>> start Exercise materials
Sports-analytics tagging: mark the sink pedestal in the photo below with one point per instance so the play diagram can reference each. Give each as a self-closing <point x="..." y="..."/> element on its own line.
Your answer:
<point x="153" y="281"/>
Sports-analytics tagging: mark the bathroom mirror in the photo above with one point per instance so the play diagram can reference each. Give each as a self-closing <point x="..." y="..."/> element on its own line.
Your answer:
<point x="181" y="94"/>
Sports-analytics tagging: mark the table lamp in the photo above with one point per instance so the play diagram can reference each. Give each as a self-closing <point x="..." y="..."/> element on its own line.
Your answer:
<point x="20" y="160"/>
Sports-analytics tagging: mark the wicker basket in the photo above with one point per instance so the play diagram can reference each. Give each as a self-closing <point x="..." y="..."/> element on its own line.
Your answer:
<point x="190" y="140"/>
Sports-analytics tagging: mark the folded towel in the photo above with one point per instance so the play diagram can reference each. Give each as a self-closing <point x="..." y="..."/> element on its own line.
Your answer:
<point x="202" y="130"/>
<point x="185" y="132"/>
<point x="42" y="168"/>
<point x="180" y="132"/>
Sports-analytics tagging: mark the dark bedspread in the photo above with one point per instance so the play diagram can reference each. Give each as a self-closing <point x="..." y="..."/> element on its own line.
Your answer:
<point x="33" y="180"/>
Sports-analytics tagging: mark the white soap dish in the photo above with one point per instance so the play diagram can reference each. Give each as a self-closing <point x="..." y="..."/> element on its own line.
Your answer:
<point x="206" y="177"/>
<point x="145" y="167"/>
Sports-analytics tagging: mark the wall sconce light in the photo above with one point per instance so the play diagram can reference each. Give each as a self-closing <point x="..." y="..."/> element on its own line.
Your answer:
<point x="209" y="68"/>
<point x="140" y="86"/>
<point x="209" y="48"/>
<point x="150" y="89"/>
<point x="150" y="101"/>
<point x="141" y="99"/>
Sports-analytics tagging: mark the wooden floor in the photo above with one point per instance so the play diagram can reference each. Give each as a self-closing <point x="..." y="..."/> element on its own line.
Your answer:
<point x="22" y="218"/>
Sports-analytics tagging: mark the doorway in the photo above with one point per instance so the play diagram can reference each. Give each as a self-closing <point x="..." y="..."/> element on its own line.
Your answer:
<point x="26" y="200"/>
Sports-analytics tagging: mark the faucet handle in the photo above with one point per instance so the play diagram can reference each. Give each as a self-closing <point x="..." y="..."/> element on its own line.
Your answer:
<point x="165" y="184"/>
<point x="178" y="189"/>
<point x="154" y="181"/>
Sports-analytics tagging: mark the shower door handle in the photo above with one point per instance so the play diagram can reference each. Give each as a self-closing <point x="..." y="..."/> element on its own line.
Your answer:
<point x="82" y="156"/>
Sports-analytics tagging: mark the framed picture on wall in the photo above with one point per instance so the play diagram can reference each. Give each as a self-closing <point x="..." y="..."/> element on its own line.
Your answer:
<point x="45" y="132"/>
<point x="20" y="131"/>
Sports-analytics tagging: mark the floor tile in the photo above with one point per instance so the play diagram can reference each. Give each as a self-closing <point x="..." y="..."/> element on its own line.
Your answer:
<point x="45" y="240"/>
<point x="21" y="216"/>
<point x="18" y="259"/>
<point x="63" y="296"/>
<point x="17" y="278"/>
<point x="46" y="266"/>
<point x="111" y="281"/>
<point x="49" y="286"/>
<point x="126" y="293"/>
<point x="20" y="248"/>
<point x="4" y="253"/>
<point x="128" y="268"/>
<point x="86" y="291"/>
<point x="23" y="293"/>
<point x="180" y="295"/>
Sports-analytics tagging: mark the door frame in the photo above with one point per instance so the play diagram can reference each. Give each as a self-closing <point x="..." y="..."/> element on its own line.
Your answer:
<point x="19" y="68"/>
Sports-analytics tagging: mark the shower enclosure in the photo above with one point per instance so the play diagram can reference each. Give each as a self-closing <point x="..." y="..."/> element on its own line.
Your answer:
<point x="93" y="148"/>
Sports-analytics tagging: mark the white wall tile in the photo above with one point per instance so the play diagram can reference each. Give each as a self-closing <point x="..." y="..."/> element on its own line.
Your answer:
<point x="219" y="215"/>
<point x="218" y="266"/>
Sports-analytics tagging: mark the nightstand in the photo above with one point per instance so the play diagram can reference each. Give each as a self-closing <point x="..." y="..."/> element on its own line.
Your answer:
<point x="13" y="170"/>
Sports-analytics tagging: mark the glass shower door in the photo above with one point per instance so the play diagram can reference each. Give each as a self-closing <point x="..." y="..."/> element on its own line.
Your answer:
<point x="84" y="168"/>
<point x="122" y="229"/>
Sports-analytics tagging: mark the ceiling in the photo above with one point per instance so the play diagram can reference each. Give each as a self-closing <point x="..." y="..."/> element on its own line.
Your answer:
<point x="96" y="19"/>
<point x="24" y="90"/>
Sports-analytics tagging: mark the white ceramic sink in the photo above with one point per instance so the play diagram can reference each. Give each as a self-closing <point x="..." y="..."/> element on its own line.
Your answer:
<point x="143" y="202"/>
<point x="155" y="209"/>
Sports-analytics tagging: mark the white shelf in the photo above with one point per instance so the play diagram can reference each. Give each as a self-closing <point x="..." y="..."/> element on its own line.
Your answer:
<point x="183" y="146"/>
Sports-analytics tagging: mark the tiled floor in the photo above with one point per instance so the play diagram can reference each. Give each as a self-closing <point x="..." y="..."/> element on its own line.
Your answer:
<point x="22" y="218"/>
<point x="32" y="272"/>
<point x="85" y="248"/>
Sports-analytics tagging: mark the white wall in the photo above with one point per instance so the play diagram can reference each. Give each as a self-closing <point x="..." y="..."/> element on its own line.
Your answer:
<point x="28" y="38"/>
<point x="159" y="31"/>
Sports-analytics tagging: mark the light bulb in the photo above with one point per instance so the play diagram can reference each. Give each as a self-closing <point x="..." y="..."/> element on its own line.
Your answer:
>> end Exercise materials
◆ Work instructions: Write out all of the rows above again, keeping every word and mark the same.

◆ Problem solution:
Sports-analytics tagging: mark the sink pedestal in the photo below with one point per instance so the play diagram can reference each. Give each as a self-closing <point x="..." y="..."/> element on its own line.
Your answer:
<point x="153" y="281"/>
Sports-analytics tagging: mark the bathroom mirror in the photo above with one point per instance so the play diagram can reference each. Give each as a self-closing <point x="..." y="..."/> element on its own line.
Your answer:
<point x="181" y="94"/>
Sports-analytics tagging: mark the table lamp in the photo above with one point per instance so the play diagram can reference each. Give each as a self-closing <point x="..." y="..."/> element on its own line.
Your answer:
<point x="20" y="160"/>
Sports-analytics tagging: mark the wicker basket in the photo above with one point per instance so the play diagram can reference each. Give each as a self-closing <point x="..." y="..."/> element on its own line.
Your answer:
<point x="190" y="140"/>
Sports-analytics tagging: mark the folded towel in the photo above with one point per instance so the play diagram can reference each. Give each as a self-closing <point x="..." y="..."/> element on its own line.
Your answer:
<point x="202" y="130"/>
<point x="185" y="132"/>
<point x="42" y="168"/>
<point x="180" y="132"/>
Sports-analytics tagging: mark the dark bedspread in the photo above with one point per instance so the play diagram can reference each. Give each as a self-closing <point x="..." y="..."/> element on its own line.
Your answer:
<point x="33" y="180"/>
Sports-analytics tagging: mark the white soap dish in the photo above with one point per instance so the play diagram can reference each. Give each as a self-closing <point x="..." y="..."/> element on its own line.
Your answer:
<point x="206" y="177"/>
<point x="145" y="167"/>
Sports-analytics tagging: mark the wall sconce light in the photo above with one point per instance so the play diagram can reference each. Give each as a self-closing <point x="..." y="..."/> element on its own line.
Your answer:
<point x="209" y="68"/>
<point x="140" y="86"/>
<point x="209" y="48"/>
<point x="150" y="89"/>
<point x="150" y="101"/>
<point x="141" y="99"/>
Sports-analytics tagging: mark the wooden floor in the photo above with one point per instance so the play diagram can reference each. Give each as a self-closing <point x="..." y="..."/> element on its own line.
Your answer:
<point x="22" y="218"/>
Sports-analytics tagging: mark the doorway in the photo above with one point per instance so the play diagram can reference each. Give each as a self-closing <point x="..." y="..."/> element on its own line.
Your answer:
<point x="26" y="200"/>
Sports-analytics tagging: mark the faucet handle in the photo above with one point per instance so the play diagram can reference each. Give each as a self-closing <point x="..." y="..."/> element on its own line.
Your answer:
<point x="165" y="184"/>
<point x="178" y="189"/>
<point x="154" y="181"/>
Sports-analytics tagging: mark the shower door handle in the photo above with one point per instance so the play diagram can reference each. Give each as a self-closing <point x="..." y="..."/> element on its own line.
Your answer:
<point x="82" y="156"/>
Sports-analytics tagging: mark the framed picture on wall in the photo above with one point per instance so the play diagram can reference each. Give each as a self-closing <point x="..." y="..."/> element on its own line.
Your answer:
<point x="45" y="132"/>
<point x="20" y="131"/>
Sports-analytics tagging: mark the floor tile in the photo above with one point per instance so the play diagram can reference each. Give each as a self-closing <point x="..." y="..."/> element on its own line.
Your answer:
<point x="45" y="240"/>
<point x="21" y="216"/>
<point x="18" y="259"/>
<point x="63" y="296"/>
<point x="17" y="278"/>
<point x="46" y="266"/>
<point x="111" y="281"/>
<point x="49" y="286"/>
<point x="126" y="293"/>
<point x="20" y="248"/>
<point x="4" y="253"/>
<point x="128" y="268"/>
<point x="86" y="291"/>
<point x="23" y="293"/>
<point x="180" y="295"/>
Sports-analytics tagging: mark the door frame in the photo above with one point per instance so the play diagram can reference each. Give each as a self-closing <point x="..." y="..."/> element on its own line.
Your answer:
<point x="19" y="68"/>
Sports-analytics tagging: mark the shower enclosure in the photo above with one point per instance so the play diagram can reference each. Give each as a self-closing <point x="..." y="..."/> element on its own line.
Your answer:
<point x="93" y="148"/>
Sports-analytics tagging: mark the white wall tile in the photo above with one point per instance so the play diagram can reference each. Give each as a self-closing <point x="..." y="..."/> element on its own line.
Your answer:
<point x="219" y="215"/>
<point x="218" y="266"/>
Sports-analytics tagging: mark the nightstand in the photo above with one point per instance so the play diagram can reference each. Give each as a self-closing <point x="..." y="..."/> element on its own line.
Your answer:
<point x="13" y="170"/>
Sports-analytics tagging: mark the glass shower door in the photo above with one point per instance so the play diagram can reference each. Give each as a self-closing <point x="..." y="..."/> element on its own line.
Your answer:
<point x="84" y="168"/>
<point x="122" y="229"/>
Sports-analytics tagging: mark the ceiling in the photo above with one point per instance so the play diagram can reference each. Give each as a self-closing <point x="..." y="..."/> element on its own line.
Your answer:
<point x="96" y="19"/>
<point x="24" y="90"/>
Sports-analytics tagging: mark the white ceramic sink in the photo above with one point per instance so the play diagram can reference each. Give each as a self-closing <point x="..." y="..."/> element on its own line.
Your answer:
<point x="143" y="202"/>
<point x="155" y="209"/>
Sports-analytics tagging: mark the white shelf in the photo above with one point per instance so the play diagram can reference each. Give each as a self-closing <point x="..." y="..."/> element on its own line.
Your answer:
<point x="183" y="146"/>
Sports-analytics tagging: mark the tiled floor in the photo above with one point per instance so the play diagram can reference each. Give each as a self-closing <point x="..." y="..."/> element on its own line.
Your answer:
<point x="22" y="218"/>
<point x="32" y="272"/>
<point x="85" y="248"/>
Sports-analytics tagging: mark the white wall in the photo above with one point per instance so the play diagram can reference each. Give each as a self-closing <point x="..." y="..."/> element on its own line.
Your answer:
<point x="28" y="38"/>
<point x="159" y="31"/>
Sports-analytics tagging: mark the light bulb in the photo above with one point per instance so the play diagram can reference each. Give each as a self-closing <point x="..." y="..."/> element on its own line.
Your answer:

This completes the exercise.